── READING TEXT

# Cranberry Harbour



## travelplanner70 (Sep 10, 2008)

Has anyone stayed there recently?  I wondered if it is a nice place to stay since it is close to my home.  Is this the nicest one in that area?

It would make for a quick getaway.  

Thanks for the information.


----------



## chicklet (Sep 20, 2008)

I actually will be going up to my home resort Cranberry for a presentation on points (which i will not beinterested in)but they are going to show me Harbour House which will be interesting.  I will let you know what i think.  Going Oct. 4


----------



## travelplanner70 (Sep 20, 2008)

I look forward to hearing your impressions.  Thanks for taking the time to respond upon your return.


----------



## cds62 (Sep 20, 2008)

────
── EXCERPTED DATA

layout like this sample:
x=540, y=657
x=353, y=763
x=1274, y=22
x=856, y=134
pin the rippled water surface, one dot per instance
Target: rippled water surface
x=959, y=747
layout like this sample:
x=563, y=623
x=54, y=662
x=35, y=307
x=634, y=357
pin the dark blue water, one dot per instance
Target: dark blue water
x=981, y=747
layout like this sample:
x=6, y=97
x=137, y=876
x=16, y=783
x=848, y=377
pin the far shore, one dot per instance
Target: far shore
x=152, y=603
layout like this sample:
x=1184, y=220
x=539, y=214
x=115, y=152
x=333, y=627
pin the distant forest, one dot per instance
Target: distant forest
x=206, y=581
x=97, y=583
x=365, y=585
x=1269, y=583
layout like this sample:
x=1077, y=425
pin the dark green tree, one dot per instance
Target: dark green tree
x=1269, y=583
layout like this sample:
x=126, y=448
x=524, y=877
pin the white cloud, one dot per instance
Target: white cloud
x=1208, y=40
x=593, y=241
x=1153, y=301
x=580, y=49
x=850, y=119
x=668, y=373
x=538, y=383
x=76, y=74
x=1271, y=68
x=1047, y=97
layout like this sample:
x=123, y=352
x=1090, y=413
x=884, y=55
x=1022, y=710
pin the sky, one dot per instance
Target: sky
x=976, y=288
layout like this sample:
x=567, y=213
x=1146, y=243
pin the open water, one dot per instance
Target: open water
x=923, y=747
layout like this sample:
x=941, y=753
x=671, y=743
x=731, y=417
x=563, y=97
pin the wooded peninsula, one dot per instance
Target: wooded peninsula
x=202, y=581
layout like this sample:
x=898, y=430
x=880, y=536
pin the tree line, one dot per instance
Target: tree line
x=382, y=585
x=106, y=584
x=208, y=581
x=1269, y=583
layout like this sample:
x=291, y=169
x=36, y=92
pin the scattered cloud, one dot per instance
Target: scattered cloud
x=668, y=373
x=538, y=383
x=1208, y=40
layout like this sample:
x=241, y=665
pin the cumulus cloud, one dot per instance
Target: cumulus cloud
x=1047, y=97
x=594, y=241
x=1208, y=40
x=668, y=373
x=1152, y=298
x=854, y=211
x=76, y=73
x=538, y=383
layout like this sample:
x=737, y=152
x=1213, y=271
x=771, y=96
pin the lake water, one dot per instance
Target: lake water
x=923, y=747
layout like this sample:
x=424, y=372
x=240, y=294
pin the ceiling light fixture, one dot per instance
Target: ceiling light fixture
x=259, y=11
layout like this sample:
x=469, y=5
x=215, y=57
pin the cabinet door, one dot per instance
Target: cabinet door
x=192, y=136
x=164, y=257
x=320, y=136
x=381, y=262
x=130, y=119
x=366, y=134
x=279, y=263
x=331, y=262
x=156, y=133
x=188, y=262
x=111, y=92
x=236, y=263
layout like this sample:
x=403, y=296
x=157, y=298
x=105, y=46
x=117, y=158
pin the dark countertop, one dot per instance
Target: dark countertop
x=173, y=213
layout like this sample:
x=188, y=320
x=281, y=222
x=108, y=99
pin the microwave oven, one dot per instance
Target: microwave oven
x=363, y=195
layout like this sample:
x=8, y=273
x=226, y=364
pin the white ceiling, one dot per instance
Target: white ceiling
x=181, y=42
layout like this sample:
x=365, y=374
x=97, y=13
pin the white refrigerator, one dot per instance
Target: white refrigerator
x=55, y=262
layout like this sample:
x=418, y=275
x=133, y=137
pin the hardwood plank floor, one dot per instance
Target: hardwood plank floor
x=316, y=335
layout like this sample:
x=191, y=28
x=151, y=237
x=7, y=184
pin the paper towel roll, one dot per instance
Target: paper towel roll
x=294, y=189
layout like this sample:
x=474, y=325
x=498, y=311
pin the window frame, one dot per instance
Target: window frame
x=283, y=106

────

= TO DO =
(1) In the Cranberry Harbour thread, do these statements agree with the text? (a) chicklet's visit is set for Oct. 4. (b) travelplanner70 lives far from Cranberry Harbour. (c) chicklet will be shown Harbour House. Answer each with yes or no and quote the deciding words.
(2) Write out the passage of the Cranberry Harbour thread from "Has anyone stayed" up to and including "for the information.".

= SOLUTIONS IN ORDER =
(1)
(a) Yes: "Going Oct. 4"
(b) No: "since it is close to my home"
(c) Yes: "they are going to show me Harbour House"

(2)
Has anyone stayed there recently?  I wondered if it is a nice place to stay since it is close to my home.  Is this the nicest one in that area?

It would make for a quick getaway.  

Thanks for the information.